======== Items ========
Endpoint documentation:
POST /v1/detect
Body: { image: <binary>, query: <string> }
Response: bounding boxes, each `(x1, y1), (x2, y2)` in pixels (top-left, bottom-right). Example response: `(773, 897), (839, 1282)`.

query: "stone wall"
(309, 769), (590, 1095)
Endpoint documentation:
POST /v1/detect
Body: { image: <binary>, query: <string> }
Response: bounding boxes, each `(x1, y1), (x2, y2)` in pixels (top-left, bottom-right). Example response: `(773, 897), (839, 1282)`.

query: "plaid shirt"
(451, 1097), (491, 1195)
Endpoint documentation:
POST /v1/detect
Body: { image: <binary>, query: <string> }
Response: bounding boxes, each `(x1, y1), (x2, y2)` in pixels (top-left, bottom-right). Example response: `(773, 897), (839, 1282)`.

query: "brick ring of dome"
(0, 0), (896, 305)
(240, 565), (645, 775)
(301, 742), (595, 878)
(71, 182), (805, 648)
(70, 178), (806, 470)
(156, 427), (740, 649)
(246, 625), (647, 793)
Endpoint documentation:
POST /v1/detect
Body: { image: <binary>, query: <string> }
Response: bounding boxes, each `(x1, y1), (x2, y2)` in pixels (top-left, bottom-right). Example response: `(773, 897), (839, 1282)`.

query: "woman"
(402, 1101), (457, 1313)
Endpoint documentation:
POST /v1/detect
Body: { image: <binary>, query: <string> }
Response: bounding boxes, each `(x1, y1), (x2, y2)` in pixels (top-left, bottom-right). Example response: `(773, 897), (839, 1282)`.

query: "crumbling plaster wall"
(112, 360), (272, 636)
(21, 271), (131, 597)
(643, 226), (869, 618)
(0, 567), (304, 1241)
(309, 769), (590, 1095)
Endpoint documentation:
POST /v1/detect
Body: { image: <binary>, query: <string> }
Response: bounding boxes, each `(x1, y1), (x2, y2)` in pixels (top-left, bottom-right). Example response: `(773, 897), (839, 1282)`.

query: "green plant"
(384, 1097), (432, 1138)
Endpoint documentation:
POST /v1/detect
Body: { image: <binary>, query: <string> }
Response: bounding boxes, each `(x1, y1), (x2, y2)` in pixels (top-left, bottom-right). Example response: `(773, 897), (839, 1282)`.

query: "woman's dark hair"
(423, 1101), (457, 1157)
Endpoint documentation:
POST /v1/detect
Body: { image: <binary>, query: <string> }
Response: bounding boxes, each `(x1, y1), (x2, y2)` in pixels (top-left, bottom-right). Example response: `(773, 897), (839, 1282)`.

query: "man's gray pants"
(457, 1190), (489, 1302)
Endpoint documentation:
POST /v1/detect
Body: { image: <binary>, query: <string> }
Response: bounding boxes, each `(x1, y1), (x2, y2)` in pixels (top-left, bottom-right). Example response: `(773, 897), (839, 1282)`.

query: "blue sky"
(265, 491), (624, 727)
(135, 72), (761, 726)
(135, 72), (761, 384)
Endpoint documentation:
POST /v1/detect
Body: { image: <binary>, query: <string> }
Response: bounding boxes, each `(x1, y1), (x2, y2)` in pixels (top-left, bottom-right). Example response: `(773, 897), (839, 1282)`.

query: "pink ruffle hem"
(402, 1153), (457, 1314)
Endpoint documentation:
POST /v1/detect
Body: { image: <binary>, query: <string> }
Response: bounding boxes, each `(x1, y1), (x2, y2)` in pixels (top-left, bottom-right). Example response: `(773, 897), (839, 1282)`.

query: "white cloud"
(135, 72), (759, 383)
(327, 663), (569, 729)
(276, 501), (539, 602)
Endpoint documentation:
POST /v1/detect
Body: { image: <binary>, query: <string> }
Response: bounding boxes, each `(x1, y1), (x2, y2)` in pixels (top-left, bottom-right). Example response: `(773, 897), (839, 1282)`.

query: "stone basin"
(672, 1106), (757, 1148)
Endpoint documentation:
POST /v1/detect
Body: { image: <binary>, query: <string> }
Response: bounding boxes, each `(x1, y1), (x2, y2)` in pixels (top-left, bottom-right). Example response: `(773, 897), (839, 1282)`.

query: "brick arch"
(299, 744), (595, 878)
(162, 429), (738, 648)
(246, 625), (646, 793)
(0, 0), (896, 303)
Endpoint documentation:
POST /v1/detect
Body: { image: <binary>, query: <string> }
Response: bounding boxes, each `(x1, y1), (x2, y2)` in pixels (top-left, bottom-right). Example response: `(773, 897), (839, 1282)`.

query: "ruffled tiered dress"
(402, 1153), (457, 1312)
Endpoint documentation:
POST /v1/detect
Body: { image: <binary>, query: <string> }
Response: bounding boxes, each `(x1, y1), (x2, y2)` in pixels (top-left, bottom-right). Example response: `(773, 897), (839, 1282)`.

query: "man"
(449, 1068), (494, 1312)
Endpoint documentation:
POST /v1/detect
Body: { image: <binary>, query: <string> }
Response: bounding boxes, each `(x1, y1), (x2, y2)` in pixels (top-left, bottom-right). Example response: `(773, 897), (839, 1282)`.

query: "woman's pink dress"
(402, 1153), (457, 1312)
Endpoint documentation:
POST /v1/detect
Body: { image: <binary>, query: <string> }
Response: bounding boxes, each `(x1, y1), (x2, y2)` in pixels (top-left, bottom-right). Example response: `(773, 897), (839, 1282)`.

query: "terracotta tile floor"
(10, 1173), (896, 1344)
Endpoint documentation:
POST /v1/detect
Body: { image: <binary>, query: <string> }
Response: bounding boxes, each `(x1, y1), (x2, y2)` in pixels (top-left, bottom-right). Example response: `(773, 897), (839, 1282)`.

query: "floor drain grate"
========
Select every line in the rows above that contains the string "dress".

» Reply
query: "ruffled tiered dress"
query: "woman's pink dress"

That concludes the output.